EXCERPTED PASSAGE
* * *

Murtaza Nasir Places 4th in COVID-19 Risk Factor Modeling Challenge
09/30/2020
Murtaza Nasir, a second-year Ph.D. student of Management Science in the Manning School of Business, placed fourth overall in a recent national competition to develop and evaluate computational models to predict COVID-19 related health outcomes in military veterans.The Veterans Health Administration (VHA) Innovation Ecosystem and the Food and Drug Administration (FDA) invited data analytics researchers to take part in the VHA Innovation Ecosystem and Precision FDA COVID-19 Risk Factor Modeling Challenge to develop machine learning-based analytical models to predict whether an individual would contract the virus based on the person’s health and medical history.
The competition also included predictions about whether a person could die of the virus, whether they would require ventilation, the length of their hospitalization, as well as the length of ICU care required.
Out of six judging criteria (deceased sensitivity, deceased specificity, ventilation sensitivity, ventilation specificity, days hospitalized RMSE, days hospitalized c-index, days in ICU RMSE, days in ICU c-index), Murtaza received two silver badges (second place), one bronze badge (third place), and placed fourth overall among all teams.
The models developed by Murtaza can predict patient death as well as ventilation requirements due to COVID-19 with an accuracy of more than 95 percent.
“Congratulations to Murtaza on his outstanding work,” says Manning School Dean Sandra Richtermeyer. “The COVID-19 pandemic is a health and economic crisis with severe impacts at the global, national and local levels. We’re so proud to see students like Murtaza applying their research to help during this difficult time — especially for our veterans.”

* * *

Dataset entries
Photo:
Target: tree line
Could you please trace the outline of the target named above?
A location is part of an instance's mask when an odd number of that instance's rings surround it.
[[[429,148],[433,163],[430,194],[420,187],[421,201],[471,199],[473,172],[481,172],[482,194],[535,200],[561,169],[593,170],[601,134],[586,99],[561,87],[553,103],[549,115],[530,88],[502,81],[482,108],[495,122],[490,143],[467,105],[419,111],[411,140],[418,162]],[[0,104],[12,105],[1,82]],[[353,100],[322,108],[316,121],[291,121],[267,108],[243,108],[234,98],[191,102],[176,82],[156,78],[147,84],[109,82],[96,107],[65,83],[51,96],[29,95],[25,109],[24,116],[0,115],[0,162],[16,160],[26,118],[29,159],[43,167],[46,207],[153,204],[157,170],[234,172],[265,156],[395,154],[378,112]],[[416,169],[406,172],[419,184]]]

* * *

TASKS AND EXERCISES
- A) Quote the part of the article on Murtaza Nasir's COVID-19 challenge result that begins at the words "Out of six judging" and stops after the words "among all teams.".
- B) Answer these questions from the article on Murtaza Nasir's COVID-19 challenge result:
(i) In which school is Murtaza Nasir a Ph.D. student?
(ii) With what accuracy can his models predict patient death and ventilation needs due to COVID-19?
(iii) Who is the dean of the Manning School?
- C) Carry on the article about Murtaza Nasir's COVID-19 challenge result from where it stops.

RESULTS IN ORDER
- A)
Out of six judging criteria (deceased sensitivity, deceased specificity, ventilation sensitivity, ventilation specificity, days hospitalized RMSE, days hospitalized c-index, days in ICU RMSE, days in ICU c-index), Murtaza received two silver badges (second place), one bronze badge (third place), and placed fourth overall among all teams.

- B)
(i) The Manning School of Business.
(ii) More than 95 percent.
(iii) Sandra Richtermeyer.

- C)
The VHA received a total of 34 entries from 21 unique teams. Participants included research teams of Ph.D. students and postdoctoral researchers from prestigious universities like MIT, the University of Minnesota, the University of South Florida, the University of Delaware and the University of Hawaii, as well as teams from well-known artificial intelligence and machine learning companies such as Teradata and Accenture.
The teams were required to develop machine learning models to predict outcomes for a population of 30,000 people, whose data was provided by the VHA. Entries were judged by a panel of VHA experts based on the accuracy of their predictions compared to the real outcomes.
Murtaza is advised by Asil Oztekin, an associate professor of Operations and Information Systems. Oztekin has established a strong working relationship with multi-disciplinary teams at the UMass Lowell Center for Population Health (CPH) and UMass Medical School’s Center for Data Driven Discovery in Healthcare (CD3H), through which he learned about this challenge.
Murtaza and Oztekin are now working on further analyses with these models and dataset to understand deeper relationships between different factors related to the outcomes of COVID-19. They will be submitting their findings to a prominent academic journal for review and publication consideration soon.